▸ **WHAT TO WORK ON**
Extract every line from the entries below that contains the string "pink". Letter case must match.

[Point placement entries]
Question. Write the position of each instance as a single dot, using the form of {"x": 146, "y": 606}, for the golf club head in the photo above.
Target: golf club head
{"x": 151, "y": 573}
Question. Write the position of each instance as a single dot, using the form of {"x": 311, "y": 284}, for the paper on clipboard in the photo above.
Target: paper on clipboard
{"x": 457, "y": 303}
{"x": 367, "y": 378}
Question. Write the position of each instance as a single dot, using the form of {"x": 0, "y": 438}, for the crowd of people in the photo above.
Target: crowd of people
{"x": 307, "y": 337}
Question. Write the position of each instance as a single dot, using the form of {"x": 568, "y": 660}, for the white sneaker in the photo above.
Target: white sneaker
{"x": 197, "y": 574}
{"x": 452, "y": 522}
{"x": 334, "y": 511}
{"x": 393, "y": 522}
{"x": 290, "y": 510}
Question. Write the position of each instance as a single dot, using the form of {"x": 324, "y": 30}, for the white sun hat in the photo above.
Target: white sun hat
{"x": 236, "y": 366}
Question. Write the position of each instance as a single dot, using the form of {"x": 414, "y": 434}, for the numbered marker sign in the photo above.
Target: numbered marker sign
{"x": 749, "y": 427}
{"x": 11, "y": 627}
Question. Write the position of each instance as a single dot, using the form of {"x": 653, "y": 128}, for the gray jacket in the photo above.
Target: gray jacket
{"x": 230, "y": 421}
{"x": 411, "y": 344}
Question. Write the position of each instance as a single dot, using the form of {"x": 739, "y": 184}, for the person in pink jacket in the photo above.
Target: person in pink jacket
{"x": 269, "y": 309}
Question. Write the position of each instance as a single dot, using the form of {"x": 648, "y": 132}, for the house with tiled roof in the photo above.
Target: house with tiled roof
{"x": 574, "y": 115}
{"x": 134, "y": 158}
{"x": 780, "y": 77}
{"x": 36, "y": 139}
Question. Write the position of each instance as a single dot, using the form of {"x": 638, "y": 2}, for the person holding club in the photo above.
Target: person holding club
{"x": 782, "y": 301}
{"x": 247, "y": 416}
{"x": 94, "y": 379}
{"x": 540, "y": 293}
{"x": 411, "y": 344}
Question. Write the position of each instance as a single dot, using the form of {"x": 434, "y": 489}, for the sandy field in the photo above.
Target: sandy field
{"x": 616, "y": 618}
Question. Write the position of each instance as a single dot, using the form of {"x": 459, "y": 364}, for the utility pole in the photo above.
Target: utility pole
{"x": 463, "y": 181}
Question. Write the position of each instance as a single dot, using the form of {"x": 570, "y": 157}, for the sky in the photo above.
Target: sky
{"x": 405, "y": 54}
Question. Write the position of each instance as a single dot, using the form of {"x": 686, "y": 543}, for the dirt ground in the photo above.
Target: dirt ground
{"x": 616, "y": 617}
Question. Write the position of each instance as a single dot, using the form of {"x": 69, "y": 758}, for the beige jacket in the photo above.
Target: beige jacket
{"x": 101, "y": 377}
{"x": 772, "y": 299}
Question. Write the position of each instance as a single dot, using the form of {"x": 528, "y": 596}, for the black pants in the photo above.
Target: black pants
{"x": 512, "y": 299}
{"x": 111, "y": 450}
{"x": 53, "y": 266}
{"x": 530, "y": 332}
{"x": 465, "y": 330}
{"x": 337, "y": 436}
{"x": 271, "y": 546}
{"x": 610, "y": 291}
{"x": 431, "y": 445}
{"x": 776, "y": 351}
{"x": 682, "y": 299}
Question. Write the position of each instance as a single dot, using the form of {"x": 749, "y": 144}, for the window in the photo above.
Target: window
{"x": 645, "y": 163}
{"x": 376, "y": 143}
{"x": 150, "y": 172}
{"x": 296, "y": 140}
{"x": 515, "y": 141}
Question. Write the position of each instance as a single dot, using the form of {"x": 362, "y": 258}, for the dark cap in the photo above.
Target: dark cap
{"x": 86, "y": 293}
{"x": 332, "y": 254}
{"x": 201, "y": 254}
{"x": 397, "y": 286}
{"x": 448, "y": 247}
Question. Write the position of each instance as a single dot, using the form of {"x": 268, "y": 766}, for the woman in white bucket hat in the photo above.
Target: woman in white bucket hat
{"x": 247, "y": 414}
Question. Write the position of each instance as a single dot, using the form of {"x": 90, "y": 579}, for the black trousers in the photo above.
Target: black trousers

...

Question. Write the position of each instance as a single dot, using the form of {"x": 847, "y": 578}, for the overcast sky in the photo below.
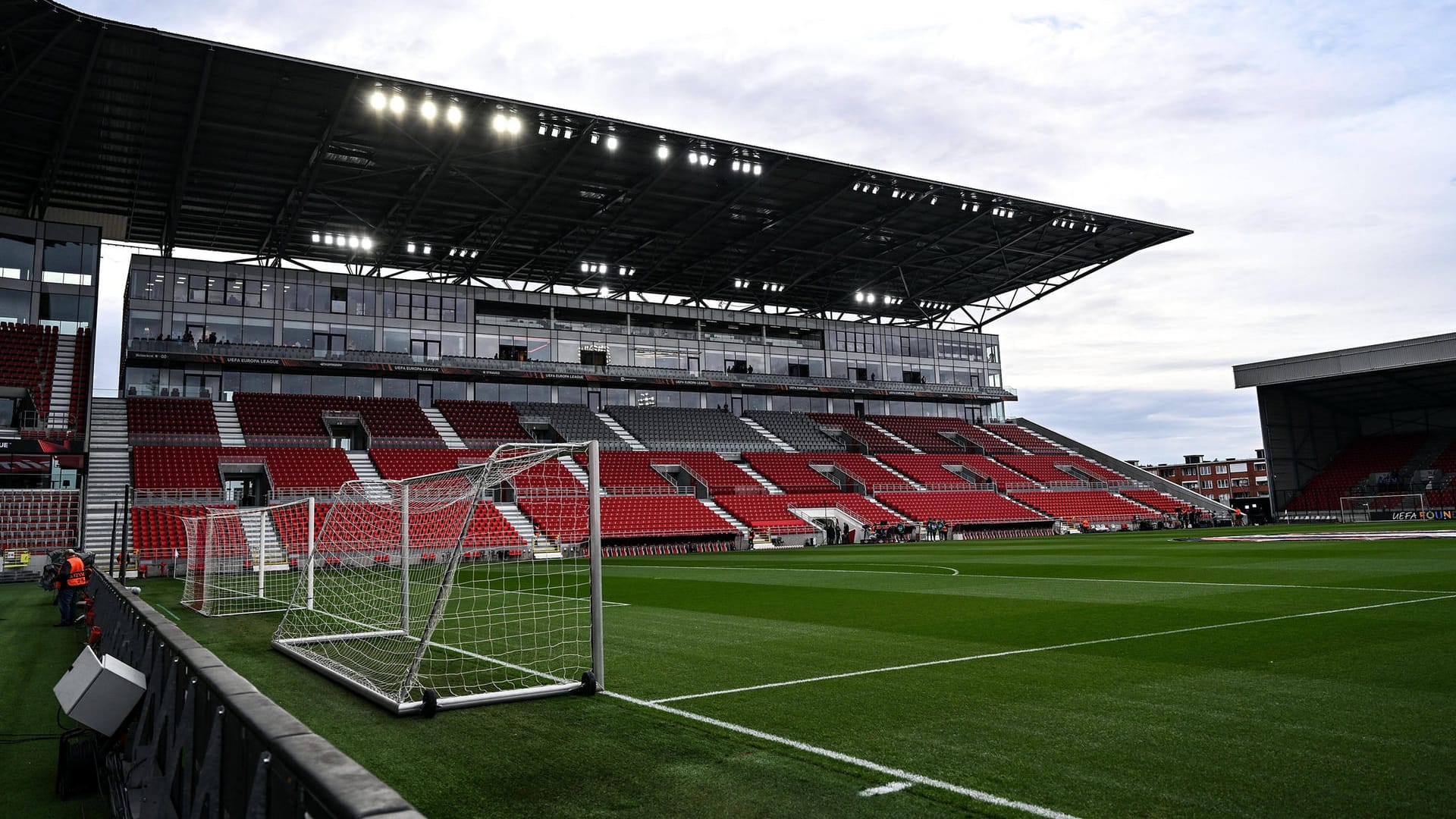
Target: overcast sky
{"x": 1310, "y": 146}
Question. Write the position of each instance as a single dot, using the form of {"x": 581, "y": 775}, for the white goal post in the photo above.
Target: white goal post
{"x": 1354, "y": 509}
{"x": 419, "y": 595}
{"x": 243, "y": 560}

▸ **RESULT FOR THIS TASK**
Question. Write the position of each instance as a single dot, using the form of {"x": 739, "y": 184}, for the person in pink jacket in the photo above.
Target: person in pink jacket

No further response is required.